▸ **Work required**
Among the entries below, how many lines contain the string "foliage"? Only the number, please.
[Data to process Boundary: Start]
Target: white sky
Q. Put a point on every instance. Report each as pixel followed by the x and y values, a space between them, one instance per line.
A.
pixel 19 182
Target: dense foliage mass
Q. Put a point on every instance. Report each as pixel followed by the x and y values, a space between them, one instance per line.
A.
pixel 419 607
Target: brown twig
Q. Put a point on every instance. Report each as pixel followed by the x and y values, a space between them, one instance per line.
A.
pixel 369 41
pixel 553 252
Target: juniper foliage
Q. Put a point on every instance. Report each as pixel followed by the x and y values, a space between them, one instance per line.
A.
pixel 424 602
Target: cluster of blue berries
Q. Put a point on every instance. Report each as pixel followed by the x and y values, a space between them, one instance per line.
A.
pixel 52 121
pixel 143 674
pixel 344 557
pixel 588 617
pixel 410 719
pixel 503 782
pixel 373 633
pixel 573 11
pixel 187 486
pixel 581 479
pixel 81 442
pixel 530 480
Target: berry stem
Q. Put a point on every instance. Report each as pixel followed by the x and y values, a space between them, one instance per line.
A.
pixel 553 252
[Data to process Boundary: End]
▸ **Output of the task**
2